## [DESCRIPTION OF THE TASK]
Without the pictures, print each of the records below exactly as it appears.

↓↓↓

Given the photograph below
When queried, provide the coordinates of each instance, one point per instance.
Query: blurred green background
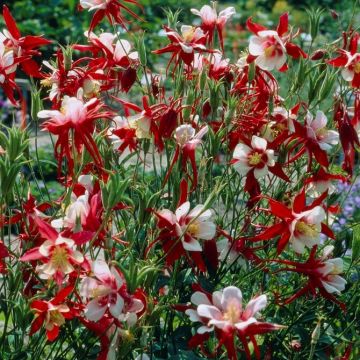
(60, 20)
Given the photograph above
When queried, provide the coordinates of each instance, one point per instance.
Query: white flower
(269, 49)
(306, 228)
(316, 130)
(256, 157)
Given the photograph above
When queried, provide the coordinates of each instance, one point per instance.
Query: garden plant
(187, 204)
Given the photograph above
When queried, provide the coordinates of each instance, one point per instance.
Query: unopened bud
(318, 54)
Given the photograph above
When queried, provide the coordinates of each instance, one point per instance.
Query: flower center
(194, 228)
(307, 229)
(232, 313)
(59, 256)
(270, 50)
(357, 68)
(255, 158)
(188, 35)
(56, 318)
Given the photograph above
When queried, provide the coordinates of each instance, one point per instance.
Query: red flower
(323, 275)
(77, 116)
(23, 47)
(52, 313)
(112, 9)
(183, 46)
(300, 225)
(269, 47)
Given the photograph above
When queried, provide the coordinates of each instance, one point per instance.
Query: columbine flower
(57, 253)
(184, 46)
(211, 21)
(191, 226)
(79, 116)
(103, 290)
(75, 213)
(224, 311)
(323, 275)
(316, 130)
(300, 225)
(306, 228)
(349, 61)
(112, 9)
(257, 157)
(51, 313)
(270, 47)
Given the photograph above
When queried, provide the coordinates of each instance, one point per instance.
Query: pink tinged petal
(347, 74)
(93, 311)
(241, 151)
(101, 270)
(256, 47)
(198, 298)
(316, 215)
(244, 324)
(209, 312)
(193, 316)
(207, 230)
(254, 306)
(45, 248)
(118, 278)
(231, 296)
(320, 121)
(216, 299)
(44, 114)
(297, 245)
(182, 210)
(78, 257)
(220, 324)
(199, 213)
(186, 48)
(271, 157)
(87, 287)
(260, 172)
(192, 245)
(116, 309)
(204, 329)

↑↑↑

## [ANSWER TO THE TASK]
Given the photograph below
When queried, provide the coordinates of each instance, one point per instance.
Query: blurred green background
(60, 20)
Given the photograph above
When queried, provide the coordinates of each instance, one point per instance.
Query: white flower
(269, 49)
(306, 228)
(316, 130)
(256, 157)
Given the photograph above
When queried, provide the coordinates of each instance, one point per instance.
Query: garden plant
(187, 204)
Given the photograph above
When queried, provide the coordinates of each instance, one point per instance.
Query: unopened bud
(318, 54)
Given the photograph above
When queried, provide the coordinates of each instance, one point per instance.
Query: flower center
(194, 228)
(307, 229)
(232, 313)
(59, 256)
(270, 50)
(357, 68)
(255, 158)
(188, 35)
(56, 318)
Given the photograph above
When queried, provide the coordinates of each instance, one point per instance.
Query: red flower
(323, 275)
(77, 116)
(23, 47)
(52, 313)
(112, 9)
(183, 46)
(300, 225)
(269, 47)
Given the photograph above
When queried, provide the coordinates of each instance, one point per instance.
Query: columbine flower
(57, 253)
(184, 46)
(211, 21)
(191, 226)
(79, 116)
(103, 290)
(75, 213)
(224, 311)
(323, 275)
(316, 130)
(300, 225)
(306, 228)
(349, 61)
(112, 9)
(257, 157)
(51, 313)
(270, 47)
Given the photograph above
When queried, provide the coordinates of each instance, one point per instance.
Query: pink tinged petal
(347, 74)
(93, 311)
(241, 151)
(101, 270)
(256, 47)
(198, 298)
(316, 215)
(244, 324)
(209, 312)
(193, 316)
(207, 230)
(254, 306)
(45, 248)
(118, 278)
(231, 296)
(320, 121)
(216, 299)
(44, 114)
(297, 245)
(182, 210)
(78, 257)
(220, 324)
(199, 213)
(186, 48)
(271, 157)
(87, 287)
(260, 172)
(192, 245)
(116, 309)
(204, 329)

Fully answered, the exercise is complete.